Cour d'appel de Metz, 1ère chambre, 1er décembre 2016, n° 16/01763

  • Provision·
  • Mise en état·
  • Ordonnance·
  • Marc·
  • Sociétés·
  • Expert·
  • Trouble·
  • Responsabilité·
  • Juge·
  • Immeuble

Commentaire0

Augmentez la visibilité de votre blog juridique : vos commentaires d’arrêts peuvent très simplement apparaitre sur toutes les décisions concernées. 

Sur la décision

Référence :
CA Metz, 1re ch., 1er déc. 2016, n° 16/01763
Juridiction : Cour d'appel de Metz
Numéro(s) : 16/01763
Dispositif : Confirme la décision déférée dans toutes ses dispositions, à l'égard de toutes les parties au recours

Sur les parties

Texte intégral

Minute n° 16/00499

RÉPUBLIQUE FRANÇAISE

AU NOM DU PEUPLE
FRANÇAIS

R.G : 16/01763

X, Y

C/

Z

COUR D’APPEL DE METZ

1eRE CHAMBRE CIVILE

ARRÊT DU 01 DECEMBRE 2016

APPELANTS :

Monsieur A X

XXX

XXX

Représenté par Me Stéphane FARAVARI, avocat au barreau de METZ

Madame B Y épouse X

XXX

XXX

Représentée par Me Stéphane FARAVARI, avocat au barreau de METZ

INTIMÉE :

Madame C Z

XXX

XXX

Représentée par Me A
ZACHAYUS, avocat au barreau de METZ

COMPOSITION DE LA COUR LORS DES DÉBATS ET DU
DÉLIBÉRÉ :

PRÉSIDENT : M. HITTINGER, Président de
Chambre

ASSESSEURS : Madame STAECHELE, Conseiller

Madame BOU, Conseiller qui a fait le rapport.

Matériel fourni –

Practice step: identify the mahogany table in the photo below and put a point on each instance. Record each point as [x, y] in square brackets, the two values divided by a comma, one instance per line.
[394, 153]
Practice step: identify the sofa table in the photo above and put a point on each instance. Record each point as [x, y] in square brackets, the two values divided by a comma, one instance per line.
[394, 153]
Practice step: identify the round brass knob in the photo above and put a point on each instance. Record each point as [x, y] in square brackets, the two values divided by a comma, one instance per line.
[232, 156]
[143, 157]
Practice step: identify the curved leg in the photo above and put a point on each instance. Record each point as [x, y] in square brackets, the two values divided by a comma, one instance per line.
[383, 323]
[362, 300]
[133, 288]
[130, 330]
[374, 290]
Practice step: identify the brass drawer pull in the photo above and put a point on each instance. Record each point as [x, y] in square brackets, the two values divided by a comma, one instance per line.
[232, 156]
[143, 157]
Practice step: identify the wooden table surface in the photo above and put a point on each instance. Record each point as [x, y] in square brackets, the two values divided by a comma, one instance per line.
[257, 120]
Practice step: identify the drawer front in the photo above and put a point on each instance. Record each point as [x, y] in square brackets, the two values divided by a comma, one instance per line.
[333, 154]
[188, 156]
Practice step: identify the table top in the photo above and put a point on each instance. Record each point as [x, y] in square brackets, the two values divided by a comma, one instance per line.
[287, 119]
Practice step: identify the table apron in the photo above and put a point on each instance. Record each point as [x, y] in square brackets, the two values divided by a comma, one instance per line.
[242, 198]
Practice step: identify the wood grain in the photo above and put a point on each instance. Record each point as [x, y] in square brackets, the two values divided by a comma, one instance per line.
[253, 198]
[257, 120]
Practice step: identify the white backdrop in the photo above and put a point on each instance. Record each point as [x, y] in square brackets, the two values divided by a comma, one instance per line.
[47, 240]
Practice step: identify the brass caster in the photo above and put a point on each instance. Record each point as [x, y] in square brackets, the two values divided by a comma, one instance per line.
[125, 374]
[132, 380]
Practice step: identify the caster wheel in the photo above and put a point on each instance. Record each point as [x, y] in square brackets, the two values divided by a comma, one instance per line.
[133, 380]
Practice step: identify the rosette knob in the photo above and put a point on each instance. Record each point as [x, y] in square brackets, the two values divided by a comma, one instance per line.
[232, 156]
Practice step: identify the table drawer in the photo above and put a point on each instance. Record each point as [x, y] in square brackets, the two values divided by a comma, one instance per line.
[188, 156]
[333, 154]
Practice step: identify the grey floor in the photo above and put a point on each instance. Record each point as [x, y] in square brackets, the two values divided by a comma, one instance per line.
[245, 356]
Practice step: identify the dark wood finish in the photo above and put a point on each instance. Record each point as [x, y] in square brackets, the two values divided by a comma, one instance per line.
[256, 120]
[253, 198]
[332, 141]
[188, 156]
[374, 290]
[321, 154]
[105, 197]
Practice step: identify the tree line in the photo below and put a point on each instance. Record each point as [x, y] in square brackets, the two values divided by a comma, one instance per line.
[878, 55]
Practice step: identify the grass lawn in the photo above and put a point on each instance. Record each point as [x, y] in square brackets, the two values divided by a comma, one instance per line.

Objectif de la tâche – Modifiez le passage de l'arrêt commençant à « COMPOSITION DE LA » et se terminant à « fait le rapport. », en y remplaçant « Conseiller » par « Conseillère ». Ce matériel provient d'une source distincte de l'arrêt.

Résultat de l'exercice –
COMPOSITION DE LA COUR LORS DES DÉBATS ET DU
DÉLIBÉRÉ :

PRÉSIDENT : M. HITTINGER, Président de
Chambre

ASSESSEURS : Madame STAECHELE, Conseillère

Madame BOU, Conseillère qui a fait le rapport.